Duplicate every one of the following entries line for line, without changing a single character.

= Point annotation entries =
____

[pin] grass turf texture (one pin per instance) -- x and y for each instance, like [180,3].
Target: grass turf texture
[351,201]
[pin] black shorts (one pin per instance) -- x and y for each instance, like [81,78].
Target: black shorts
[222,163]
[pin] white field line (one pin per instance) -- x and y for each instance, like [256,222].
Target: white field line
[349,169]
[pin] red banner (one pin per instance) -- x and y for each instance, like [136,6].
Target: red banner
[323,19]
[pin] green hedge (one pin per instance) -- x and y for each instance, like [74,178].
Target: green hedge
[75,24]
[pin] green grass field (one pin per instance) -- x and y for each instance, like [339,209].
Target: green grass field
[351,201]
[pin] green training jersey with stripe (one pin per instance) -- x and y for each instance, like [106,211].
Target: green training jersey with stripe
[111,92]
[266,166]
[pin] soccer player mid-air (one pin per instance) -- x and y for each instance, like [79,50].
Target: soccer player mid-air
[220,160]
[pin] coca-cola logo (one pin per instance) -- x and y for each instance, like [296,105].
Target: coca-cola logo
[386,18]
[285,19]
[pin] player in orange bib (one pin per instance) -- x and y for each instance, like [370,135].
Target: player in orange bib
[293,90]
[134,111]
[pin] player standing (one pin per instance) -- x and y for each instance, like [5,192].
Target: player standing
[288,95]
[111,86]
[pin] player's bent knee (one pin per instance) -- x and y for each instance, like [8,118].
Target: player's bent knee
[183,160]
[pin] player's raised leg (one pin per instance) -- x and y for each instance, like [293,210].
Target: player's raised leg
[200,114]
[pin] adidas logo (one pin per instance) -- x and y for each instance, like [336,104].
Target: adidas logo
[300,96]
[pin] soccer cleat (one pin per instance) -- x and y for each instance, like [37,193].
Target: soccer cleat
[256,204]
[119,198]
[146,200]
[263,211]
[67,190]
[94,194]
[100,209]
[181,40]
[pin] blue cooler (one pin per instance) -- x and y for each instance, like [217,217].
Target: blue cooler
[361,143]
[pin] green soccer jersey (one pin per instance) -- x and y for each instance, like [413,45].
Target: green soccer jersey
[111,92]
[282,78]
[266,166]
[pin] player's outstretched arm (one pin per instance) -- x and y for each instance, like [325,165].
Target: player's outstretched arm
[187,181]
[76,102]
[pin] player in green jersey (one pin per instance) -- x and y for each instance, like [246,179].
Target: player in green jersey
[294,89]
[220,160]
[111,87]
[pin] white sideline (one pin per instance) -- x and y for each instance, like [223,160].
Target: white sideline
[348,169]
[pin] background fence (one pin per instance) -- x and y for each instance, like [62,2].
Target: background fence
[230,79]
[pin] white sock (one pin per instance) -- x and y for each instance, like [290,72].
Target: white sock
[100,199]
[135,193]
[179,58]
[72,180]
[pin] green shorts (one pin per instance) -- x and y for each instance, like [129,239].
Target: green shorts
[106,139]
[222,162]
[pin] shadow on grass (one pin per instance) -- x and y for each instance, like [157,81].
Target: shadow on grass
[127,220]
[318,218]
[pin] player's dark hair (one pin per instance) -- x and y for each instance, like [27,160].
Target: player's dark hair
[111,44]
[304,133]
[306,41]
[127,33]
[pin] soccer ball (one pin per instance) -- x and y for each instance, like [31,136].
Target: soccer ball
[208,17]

____

= ANSWER TO THIS PROBLEM =
[pin] grass turf texture (one pin per instance) -- x and y for each instance, like [180,3].
Target: grass turf texture
[351,201]
[pin] black shorts (one pin per instance) -- x and y for each instance, like [81,78].
Target: black shorts
[222,163]
[pin] white field line (one pin per instance) -- x and y for each instance, like [256,222].
Target: white field line
[349,169]
[pin] red banner (one pin per instance) -- x and y for each instance, like [136,6].
Target: red banner
[323,19]
[pin] green hedge (one pin per instance) -- x and y for each instance, like [74,178].
Target: green hedge
[75,24]
[pin] green grass field (one pin per instance) -- x and y for each instance, like [339,209].
Target: green grass field
[351,201]
[pin] green training jersey with stripe (one pin per instance) -- x and y for each instance, like [106,211].
Target: green training jersey with stripe
[111,92]
[266,166]
[pin] soccer player mid-air (one pin per instance) -- x and y for each instance, like [79,50].
Target: soccer player mid-air
[220,160]
[pin] coca-cola logo (one pin per instance) -- x and y for each instance, like [296,105].
Target: coca-cola logo
[386,18]
[285,19]
[pin] player in orange bib (one pin per instance) -- x and y for each instance, like [370,135].
Target: player in orange bib
[293,90]
[134,111]
[pin] player standing (one pin per instance) -- x and y for each instance, like [5,192].
Target: player standing
[288,95]
[111,86]
[pin] player's bent knee (one pin per instance) -- x and y for each instance, like [8,118].
Target: player's bent knee
[183,160]
[pin] player's raised leg (one pin per instance) -- x and y for each instance, like [293,210].
Target: player's raised leg
[200,114]
[pin] adidas logo (one pin per instance) -- x and y for each instance, like [336,104].
Target: adidas logo
[300,96]
[pin] soccer cleat (one pin per instance) -- x and y for each instance, like [37,193].
Target: soccer cleat
[256,204]
[119,198]
[146,200]
[263,211]
[67,190]
[94,194]
[100,209]
[181,40]
[pin] blue cooler (one pin per instance) -- x and y for each instance, like [217,217].
Target: blue cooler
[361,143]
[pin] green soccer jersey (one pin per instance) -- x and y for each instance, like [413,45].
Target: green soccer jersey
[111,92]
[282,78]
[266,166]
[pin] player's outstretched arm (one pin per instance) -- x and y for each instance, like [325,165].
Target: player's outstretched arm
[187,181]
[76,102]
[pin] player in green jersey (one pin per instance) -- x and y for each instance, like [246,179].
Target: player in green jersey
[294,89]
[220,160]
[111,87]
[pin] white sideline (one pin per instance) -- x and y for each instance, like [223,160].
Target: white sideline
[348,169]
[pin] background fence (one pin per instance) -- x and y for each instance, like [62,2].
Target: background fence
[230,79]
[pin] white sock (one pin per instance) -- x and y for each instance, like [290,72].
Target: white sock
[100,199]
[135,193]
[179,58]
[72,180]
[pin] green shorts (one pin per instance) -- x and y for each instance, like [129,239].
Target: green shorts
[106,139]
[222,162]
[pin] shadow on grass (one pin per instance) -- x and y for each instance, like [157,81].
Target: shadow on grass
[127,220]
[318,218]
[pin] player's dark hair (one pin per instance) -- x and y for each instance, like [27,160].
Target: player's dark hair
[111,44]
[304,133]
[306,41]
[127,33]
[pin] soccer ball (one pin per instance) -- x and y for each instance, like [31,136].
Target: soccer ball
[208,17]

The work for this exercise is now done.